[MATERIAL PROVIDED]:
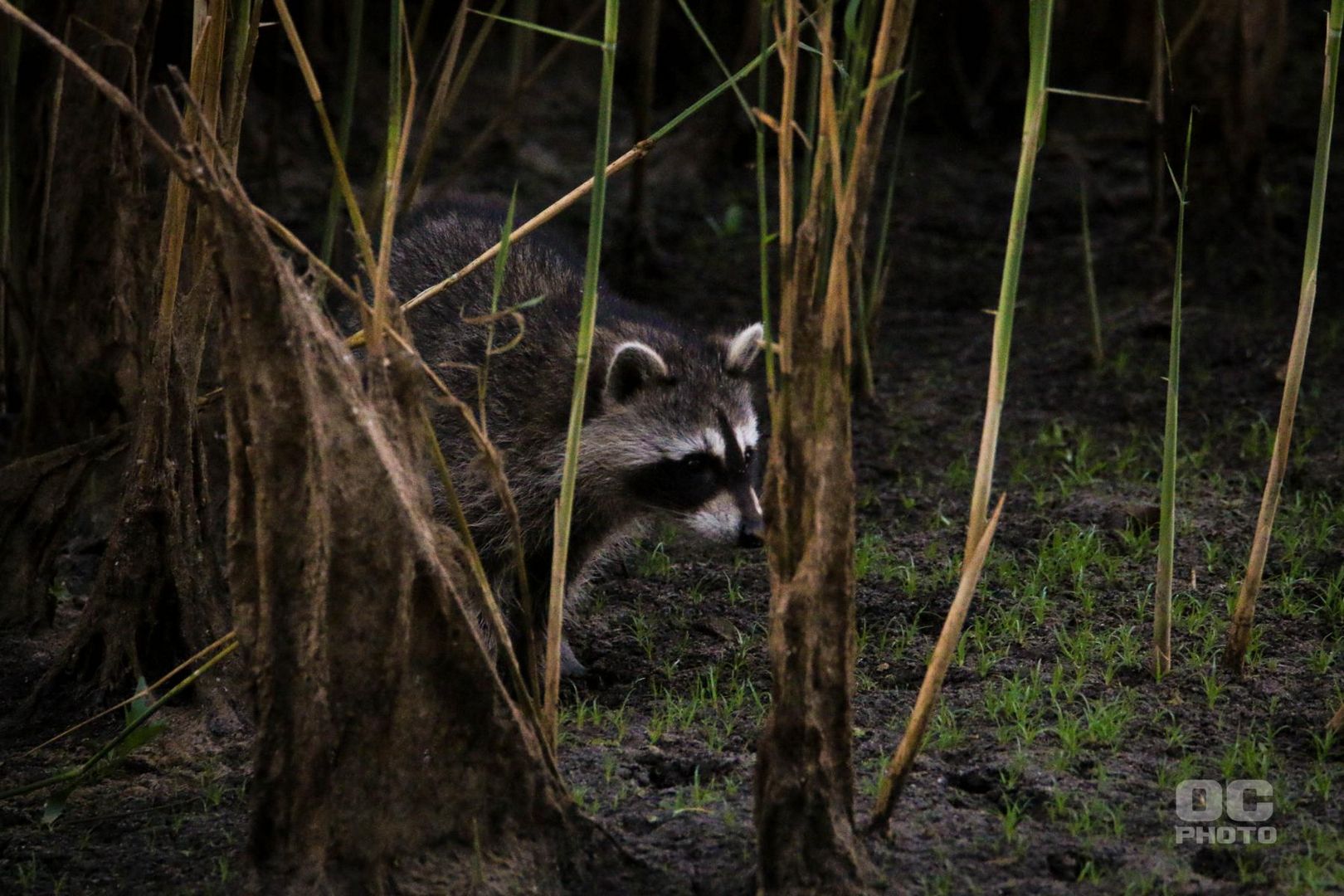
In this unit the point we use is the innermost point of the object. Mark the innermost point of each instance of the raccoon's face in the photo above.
(686, 433)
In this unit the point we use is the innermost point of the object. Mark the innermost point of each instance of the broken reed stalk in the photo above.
(583, 356)
(1090, 275)
(446, 93)
(1032, 129)
(210, 648)
(1166, 503)
(246, 30)
(357, 218)
(903, 759)
(481, 137)
(1239, 629)
(355, 30)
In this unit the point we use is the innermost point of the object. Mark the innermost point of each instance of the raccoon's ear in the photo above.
(633, 366)
(743, 349)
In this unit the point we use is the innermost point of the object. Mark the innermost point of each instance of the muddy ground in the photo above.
(1054, 761)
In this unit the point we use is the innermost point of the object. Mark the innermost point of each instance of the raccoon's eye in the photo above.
(693, 462)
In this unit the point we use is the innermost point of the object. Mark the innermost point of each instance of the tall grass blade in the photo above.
(546, 30)
(1166, 504)
(1239, 631)
(362, 240)
(569, 199)
(446, 91)
(583, 356)
(763, 202)
(355, 30)
(1032, 132)
(902, 761)
(1090, 275)
(718, 61)
(496, 286)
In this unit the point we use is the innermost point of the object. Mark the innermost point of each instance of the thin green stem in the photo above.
(75, 774)
(763, 203)
(1090, 275)
(1034, 127)
(355, 28)
(1166, 524)
(583, 356)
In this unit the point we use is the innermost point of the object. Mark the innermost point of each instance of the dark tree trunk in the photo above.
(78, 320)
(39, 499)
(160, 594)
(80, 325)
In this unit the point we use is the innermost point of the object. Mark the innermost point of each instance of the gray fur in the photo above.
(668, 395)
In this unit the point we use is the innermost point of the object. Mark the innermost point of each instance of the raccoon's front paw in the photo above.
(570, 665)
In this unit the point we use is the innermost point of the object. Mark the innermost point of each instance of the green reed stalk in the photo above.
(1032, 130)
(1090, 275)
(763, 204)
(583, 358)
(1166, 524)
(496, 288)
(1239, 629)
(75, 774)
(355, 28)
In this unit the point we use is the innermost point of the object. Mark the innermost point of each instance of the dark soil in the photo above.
(1054, 761)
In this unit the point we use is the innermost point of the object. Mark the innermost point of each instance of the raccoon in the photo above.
(670, 423)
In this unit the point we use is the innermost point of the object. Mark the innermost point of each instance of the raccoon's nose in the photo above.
(750, 533)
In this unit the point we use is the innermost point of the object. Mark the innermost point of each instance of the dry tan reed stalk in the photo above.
(582, 360)
(1239, 629)
(902, 762)
(520, 232)
(314, 93)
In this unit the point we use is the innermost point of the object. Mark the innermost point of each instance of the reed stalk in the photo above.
(355, 32)
(1090, 275)
(1032, 132)
(452, 80)
(569, 199)
(871, 299)
(1166, 505)
(583, 358)
(73, 776)
(903, 759)
(1239, 629)
(763, 202)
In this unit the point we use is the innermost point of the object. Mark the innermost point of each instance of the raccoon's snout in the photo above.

[EXERCISE INSTRUCTIONS]:
Write out again every line from the one containing "nose in the photo above." through the end of the items, inclusive, with the requests unchanged and each coordinate in the answers shifted up by 122.

[OUTPUT OF THE TASK]:
In this unit the point we use is the innermost point of the object. Mark the innermost point of each instance of the raccoon's nose in the photo above.
(872, 655)
In this unit the point we use is the innermost point of the object. Mark the innermost point of each instance of the dry tan reed stalk in the photo above.
(704, 482)
(1361, 751)
(1024, 884)
(642, 354)
(436, 215)
In this unit the point we use is the innermost point of the object. Mark the innermost point of each instance of the reed stalk in the photo above.
(477, 154)
(1212, 397)
(1154, 254)
(574, 202)
(691, 321)
(993, 421)
(1288, 627)
(705, 480)
(195, 898)
(1025, 881)
(1361, 751)
(885, 324)
In this unit the point we use is the innermost point of the object. Mark the innermost point of each instance of the raccoon's snout in the photo above.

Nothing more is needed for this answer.